(Stored items from a collection)
::::::
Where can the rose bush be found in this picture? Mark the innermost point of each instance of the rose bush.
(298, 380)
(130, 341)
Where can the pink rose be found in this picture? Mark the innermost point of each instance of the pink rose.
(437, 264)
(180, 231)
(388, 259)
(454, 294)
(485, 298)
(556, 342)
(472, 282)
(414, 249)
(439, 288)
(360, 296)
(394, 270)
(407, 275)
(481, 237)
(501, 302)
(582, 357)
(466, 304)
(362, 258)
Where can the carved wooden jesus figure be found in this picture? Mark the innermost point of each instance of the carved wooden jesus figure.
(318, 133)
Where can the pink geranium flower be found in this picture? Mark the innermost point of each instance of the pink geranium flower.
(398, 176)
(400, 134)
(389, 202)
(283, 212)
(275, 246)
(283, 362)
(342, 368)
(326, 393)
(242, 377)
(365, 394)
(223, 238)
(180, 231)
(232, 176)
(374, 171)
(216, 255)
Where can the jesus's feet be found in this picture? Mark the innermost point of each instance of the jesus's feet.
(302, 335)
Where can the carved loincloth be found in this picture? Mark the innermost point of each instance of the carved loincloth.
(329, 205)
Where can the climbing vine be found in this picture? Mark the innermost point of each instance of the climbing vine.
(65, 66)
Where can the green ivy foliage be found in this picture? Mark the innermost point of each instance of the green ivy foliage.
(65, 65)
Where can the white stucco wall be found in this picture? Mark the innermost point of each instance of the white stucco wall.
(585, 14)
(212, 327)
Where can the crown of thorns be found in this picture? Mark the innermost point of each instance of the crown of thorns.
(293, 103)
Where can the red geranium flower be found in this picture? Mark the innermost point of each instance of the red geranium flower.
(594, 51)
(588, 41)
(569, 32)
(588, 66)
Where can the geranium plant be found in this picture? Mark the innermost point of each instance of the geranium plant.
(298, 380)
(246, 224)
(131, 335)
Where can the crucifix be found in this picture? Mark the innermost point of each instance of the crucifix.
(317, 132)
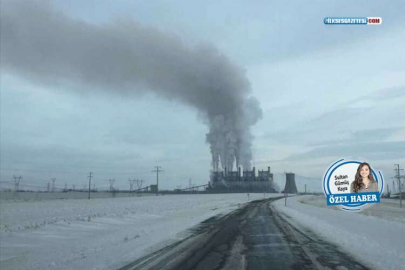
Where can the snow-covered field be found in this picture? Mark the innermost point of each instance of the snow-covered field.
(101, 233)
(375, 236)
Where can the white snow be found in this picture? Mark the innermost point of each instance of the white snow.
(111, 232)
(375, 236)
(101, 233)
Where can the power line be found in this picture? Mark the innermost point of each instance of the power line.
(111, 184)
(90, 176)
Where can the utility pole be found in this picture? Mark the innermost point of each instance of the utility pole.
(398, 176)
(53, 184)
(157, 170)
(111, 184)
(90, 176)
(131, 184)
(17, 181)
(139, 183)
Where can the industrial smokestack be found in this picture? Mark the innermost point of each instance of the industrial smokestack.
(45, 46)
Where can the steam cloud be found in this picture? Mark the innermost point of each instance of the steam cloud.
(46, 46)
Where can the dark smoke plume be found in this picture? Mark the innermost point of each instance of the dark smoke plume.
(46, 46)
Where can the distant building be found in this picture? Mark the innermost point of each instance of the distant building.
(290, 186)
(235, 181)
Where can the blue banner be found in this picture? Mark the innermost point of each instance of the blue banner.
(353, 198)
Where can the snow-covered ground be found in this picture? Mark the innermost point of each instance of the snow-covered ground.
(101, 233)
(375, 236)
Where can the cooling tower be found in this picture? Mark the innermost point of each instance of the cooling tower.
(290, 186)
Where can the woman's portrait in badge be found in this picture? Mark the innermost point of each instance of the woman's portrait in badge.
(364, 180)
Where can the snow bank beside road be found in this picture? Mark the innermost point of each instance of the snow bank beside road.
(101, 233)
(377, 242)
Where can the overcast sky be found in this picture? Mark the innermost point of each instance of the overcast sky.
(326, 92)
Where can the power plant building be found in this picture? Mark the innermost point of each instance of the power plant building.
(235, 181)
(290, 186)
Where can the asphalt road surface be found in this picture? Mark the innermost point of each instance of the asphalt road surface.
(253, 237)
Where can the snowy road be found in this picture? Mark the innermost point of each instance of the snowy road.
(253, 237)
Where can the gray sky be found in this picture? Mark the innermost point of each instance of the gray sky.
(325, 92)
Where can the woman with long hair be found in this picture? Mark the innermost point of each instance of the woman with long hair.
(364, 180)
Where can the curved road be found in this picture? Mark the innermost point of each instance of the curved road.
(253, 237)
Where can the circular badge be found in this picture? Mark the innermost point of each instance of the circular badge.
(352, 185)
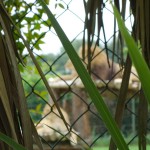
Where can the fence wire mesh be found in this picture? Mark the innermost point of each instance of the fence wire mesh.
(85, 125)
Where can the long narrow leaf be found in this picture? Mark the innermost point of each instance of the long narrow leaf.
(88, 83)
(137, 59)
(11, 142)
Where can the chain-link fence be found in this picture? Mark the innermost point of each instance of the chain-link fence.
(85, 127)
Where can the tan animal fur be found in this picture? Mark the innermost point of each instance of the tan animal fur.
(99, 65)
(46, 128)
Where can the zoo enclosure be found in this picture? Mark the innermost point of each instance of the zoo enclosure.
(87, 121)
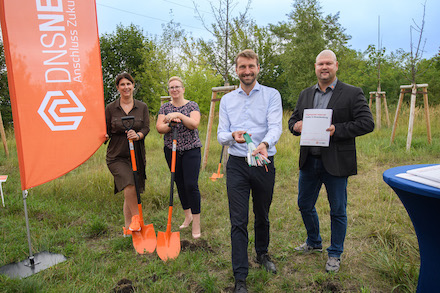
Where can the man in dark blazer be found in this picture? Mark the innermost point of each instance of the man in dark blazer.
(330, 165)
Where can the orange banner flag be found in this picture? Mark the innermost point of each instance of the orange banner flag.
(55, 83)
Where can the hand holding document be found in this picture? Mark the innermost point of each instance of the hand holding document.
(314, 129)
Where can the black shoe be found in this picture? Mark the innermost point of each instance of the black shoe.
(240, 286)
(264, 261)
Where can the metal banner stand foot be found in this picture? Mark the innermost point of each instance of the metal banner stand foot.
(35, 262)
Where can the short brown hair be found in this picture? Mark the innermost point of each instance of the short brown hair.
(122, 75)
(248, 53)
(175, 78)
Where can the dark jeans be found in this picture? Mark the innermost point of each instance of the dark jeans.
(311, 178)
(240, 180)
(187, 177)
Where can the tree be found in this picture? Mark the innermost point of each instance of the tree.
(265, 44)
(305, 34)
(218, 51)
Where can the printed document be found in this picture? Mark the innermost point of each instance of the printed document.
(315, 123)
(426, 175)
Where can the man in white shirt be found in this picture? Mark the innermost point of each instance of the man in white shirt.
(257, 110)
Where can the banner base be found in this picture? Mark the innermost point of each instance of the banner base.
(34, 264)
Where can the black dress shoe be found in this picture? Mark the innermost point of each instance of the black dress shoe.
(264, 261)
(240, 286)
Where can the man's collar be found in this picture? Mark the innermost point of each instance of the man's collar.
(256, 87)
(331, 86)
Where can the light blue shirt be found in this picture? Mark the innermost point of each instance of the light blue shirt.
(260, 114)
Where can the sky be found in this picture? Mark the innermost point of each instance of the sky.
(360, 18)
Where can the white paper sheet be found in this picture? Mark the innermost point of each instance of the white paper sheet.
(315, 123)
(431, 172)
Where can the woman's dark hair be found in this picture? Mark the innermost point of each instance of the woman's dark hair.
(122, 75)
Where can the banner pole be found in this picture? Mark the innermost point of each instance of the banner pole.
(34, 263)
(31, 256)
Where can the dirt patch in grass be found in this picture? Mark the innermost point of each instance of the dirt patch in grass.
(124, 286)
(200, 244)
::::::
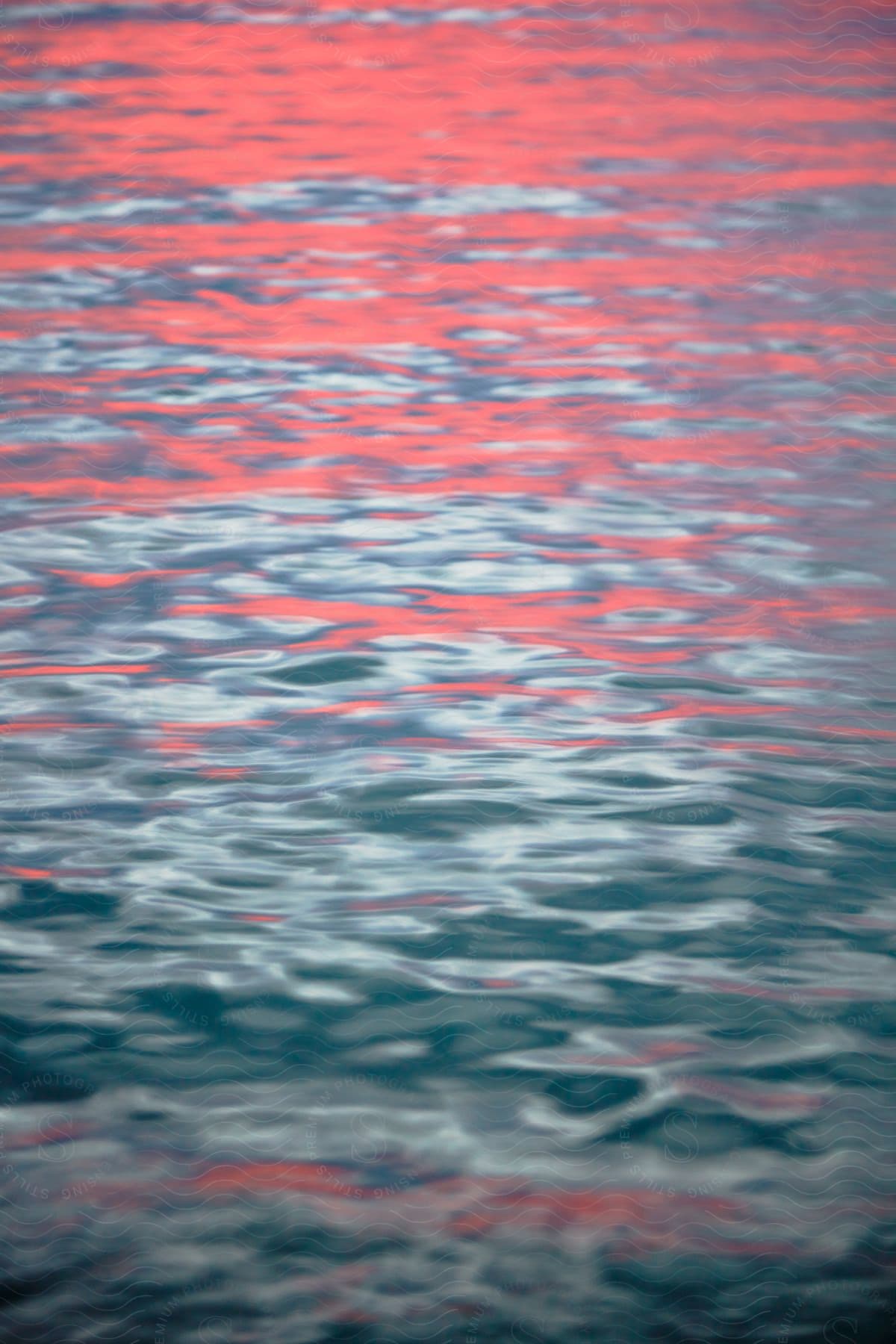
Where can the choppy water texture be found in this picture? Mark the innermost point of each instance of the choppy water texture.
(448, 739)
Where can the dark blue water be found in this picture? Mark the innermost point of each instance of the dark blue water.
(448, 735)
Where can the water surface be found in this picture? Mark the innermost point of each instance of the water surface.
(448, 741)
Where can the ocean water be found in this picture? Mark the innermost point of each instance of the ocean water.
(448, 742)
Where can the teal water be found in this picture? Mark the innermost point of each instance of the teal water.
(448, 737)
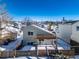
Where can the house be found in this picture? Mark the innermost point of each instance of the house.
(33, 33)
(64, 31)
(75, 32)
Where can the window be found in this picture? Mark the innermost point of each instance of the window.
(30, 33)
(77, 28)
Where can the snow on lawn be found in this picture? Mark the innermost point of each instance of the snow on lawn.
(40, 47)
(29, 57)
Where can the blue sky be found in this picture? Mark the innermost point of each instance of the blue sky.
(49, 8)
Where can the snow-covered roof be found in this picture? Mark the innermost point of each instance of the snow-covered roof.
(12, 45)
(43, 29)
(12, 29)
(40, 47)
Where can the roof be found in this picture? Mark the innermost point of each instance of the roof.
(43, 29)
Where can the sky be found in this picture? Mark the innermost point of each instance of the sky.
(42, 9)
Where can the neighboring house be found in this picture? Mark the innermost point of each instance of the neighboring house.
::::::
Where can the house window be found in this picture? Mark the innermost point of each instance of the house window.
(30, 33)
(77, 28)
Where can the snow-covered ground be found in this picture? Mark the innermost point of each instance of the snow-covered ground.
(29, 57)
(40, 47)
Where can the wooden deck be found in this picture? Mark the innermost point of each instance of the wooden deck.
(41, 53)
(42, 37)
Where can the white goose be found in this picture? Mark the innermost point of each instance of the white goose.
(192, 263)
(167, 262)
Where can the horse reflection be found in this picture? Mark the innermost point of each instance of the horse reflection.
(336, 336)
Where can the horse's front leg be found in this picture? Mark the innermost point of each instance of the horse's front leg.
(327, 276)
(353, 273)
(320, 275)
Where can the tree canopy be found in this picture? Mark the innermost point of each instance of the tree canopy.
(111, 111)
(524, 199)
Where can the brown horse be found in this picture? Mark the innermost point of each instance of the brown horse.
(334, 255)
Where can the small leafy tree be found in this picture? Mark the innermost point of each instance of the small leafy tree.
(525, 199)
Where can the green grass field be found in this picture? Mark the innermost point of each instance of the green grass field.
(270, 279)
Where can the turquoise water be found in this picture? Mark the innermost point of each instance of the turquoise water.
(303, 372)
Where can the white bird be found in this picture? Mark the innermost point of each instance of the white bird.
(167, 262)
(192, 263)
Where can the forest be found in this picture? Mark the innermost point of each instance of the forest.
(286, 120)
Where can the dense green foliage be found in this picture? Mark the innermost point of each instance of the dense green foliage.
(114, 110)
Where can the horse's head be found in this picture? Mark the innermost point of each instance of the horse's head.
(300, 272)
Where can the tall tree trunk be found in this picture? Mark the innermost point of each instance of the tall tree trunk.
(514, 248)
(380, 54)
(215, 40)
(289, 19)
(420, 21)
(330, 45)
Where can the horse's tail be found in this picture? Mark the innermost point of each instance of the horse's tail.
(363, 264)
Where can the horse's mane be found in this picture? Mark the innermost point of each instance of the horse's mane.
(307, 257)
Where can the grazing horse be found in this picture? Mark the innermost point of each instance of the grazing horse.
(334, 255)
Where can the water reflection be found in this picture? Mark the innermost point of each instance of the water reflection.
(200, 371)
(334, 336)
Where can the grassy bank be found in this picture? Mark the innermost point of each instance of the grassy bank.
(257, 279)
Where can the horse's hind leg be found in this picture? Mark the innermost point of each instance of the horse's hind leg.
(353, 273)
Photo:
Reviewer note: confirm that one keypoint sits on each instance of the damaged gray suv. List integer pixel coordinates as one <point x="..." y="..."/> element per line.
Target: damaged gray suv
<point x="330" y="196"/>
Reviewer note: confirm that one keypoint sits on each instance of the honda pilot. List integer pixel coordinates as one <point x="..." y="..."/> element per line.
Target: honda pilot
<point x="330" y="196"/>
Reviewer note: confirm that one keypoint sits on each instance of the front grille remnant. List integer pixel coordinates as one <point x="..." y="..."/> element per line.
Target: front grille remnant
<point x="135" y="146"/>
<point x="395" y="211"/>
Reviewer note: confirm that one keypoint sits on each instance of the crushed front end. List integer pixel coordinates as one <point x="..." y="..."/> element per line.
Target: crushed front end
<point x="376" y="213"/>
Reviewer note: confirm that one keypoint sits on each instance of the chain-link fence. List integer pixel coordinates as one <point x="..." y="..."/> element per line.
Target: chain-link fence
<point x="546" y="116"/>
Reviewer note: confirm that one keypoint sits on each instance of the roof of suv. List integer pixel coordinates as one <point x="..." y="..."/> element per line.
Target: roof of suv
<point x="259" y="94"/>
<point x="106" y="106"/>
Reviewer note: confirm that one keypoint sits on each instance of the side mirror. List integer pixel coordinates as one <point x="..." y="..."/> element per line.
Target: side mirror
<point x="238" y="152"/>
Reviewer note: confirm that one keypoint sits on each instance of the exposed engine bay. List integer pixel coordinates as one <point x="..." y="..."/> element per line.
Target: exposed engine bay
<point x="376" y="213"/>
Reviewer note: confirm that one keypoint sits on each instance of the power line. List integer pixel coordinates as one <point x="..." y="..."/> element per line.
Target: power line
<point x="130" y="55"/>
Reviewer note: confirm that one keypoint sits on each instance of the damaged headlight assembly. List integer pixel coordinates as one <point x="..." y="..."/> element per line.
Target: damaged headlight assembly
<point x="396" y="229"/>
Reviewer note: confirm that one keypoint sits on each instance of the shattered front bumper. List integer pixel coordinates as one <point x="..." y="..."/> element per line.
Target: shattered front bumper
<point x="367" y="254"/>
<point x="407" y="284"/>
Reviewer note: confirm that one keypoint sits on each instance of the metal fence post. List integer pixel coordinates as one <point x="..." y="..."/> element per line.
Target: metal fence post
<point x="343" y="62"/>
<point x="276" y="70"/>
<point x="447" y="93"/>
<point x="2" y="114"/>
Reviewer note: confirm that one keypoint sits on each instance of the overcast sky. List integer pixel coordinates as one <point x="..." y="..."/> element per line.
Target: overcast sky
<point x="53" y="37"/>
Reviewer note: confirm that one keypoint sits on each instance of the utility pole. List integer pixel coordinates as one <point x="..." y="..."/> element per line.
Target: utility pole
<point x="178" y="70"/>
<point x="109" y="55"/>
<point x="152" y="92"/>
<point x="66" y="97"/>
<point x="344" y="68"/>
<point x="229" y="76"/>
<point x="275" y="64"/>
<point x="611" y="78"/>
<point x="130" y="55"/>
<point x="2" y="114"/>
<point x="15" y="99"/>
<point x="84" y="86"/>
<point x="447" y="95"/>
::::::
Tally how many lines in the entries above contain the word "grille". Reply with that number alone.

• [REPLY] 2